---------- SOURCE MATERIAL

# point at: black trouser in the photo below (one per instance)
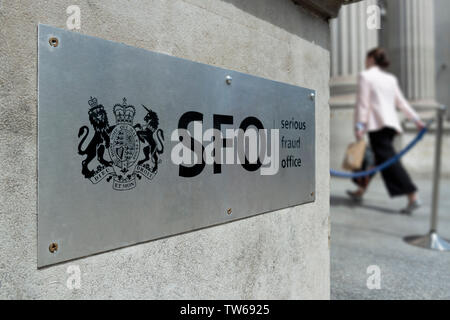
(395, 178)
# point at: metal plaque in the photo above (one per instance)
(136, 145)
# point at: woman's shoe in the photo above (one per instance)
(355, 195)
(412, 206)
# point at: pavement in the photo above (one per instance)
(372, 233)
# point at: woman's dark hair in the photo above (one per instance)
(380, 57)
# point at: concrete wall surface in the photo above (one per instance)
(281, 255)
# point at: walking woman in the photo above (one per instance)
(378, 96)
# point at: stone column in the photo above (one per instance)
(350, 41)
(412, 49)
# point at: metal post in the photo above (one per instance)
(433, 240)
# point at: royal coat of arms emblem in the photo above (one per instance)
(123, 141)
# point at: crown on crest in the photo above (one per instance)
(124, 113)
(94, 107)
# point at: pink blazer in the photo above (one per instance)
(378, 96)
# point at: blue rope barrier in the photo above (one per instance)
(384, 165)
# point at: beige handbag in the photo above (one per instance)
(354, 155)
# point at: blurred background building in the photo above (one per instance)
(416, 36)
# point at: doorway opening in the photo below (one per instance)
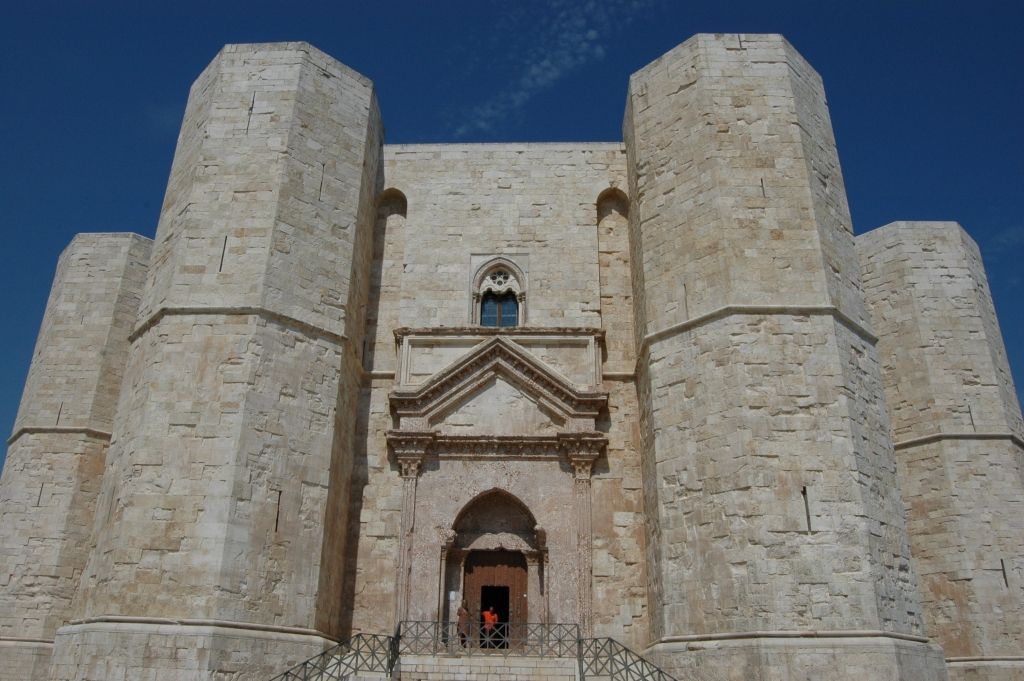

--------------------

TASK TO COMPLETE: Output every entry above exactly as written, but omit the pictures.

RESPONSE TO THIS TASK:
# point at: black trouser in the photo below (one per instance)
(395, 178)
# point at: metal plaque in the photo above (one per instance)
(136, 145)
# point at: woman's shoe in the photo above (one per instance)
(355, 195)
(412, 206)
# point at: pavement in the photo above (one per instance)
(372, 233)
# point at: woman's dark hair in the photo above (one per instance)
(380, 57)
# point at: concrete wall surface in the photo above (one per instance)
(281, 255)
# point at: walking woman in the photo above (one per instance)
(378, 96)
# point at: stone column in the photo above (one per instance)
(350, 41)
(412, 49)
# point at: metal post in the photo above (one per instance)
(433, 240)
# point at: royal coat of arms emblem in the photo above (one per instance)
(123, 141)
# point at: crown on crest in the photo above (one per instance)
(124, 113)
(94, 107)
# point at: pink blazer in the photo above (one per instance)
(378, 96)
# point at: blue rope barrier in the photo above (one per instance)
(384, 165)
# point at: beige handbag in the photo above (one per instance)
(354, 155)
# point at: blurred background building in the photo above (one per instance)
(416, 36)
# point at: doorway opening in the photo below (one per instance)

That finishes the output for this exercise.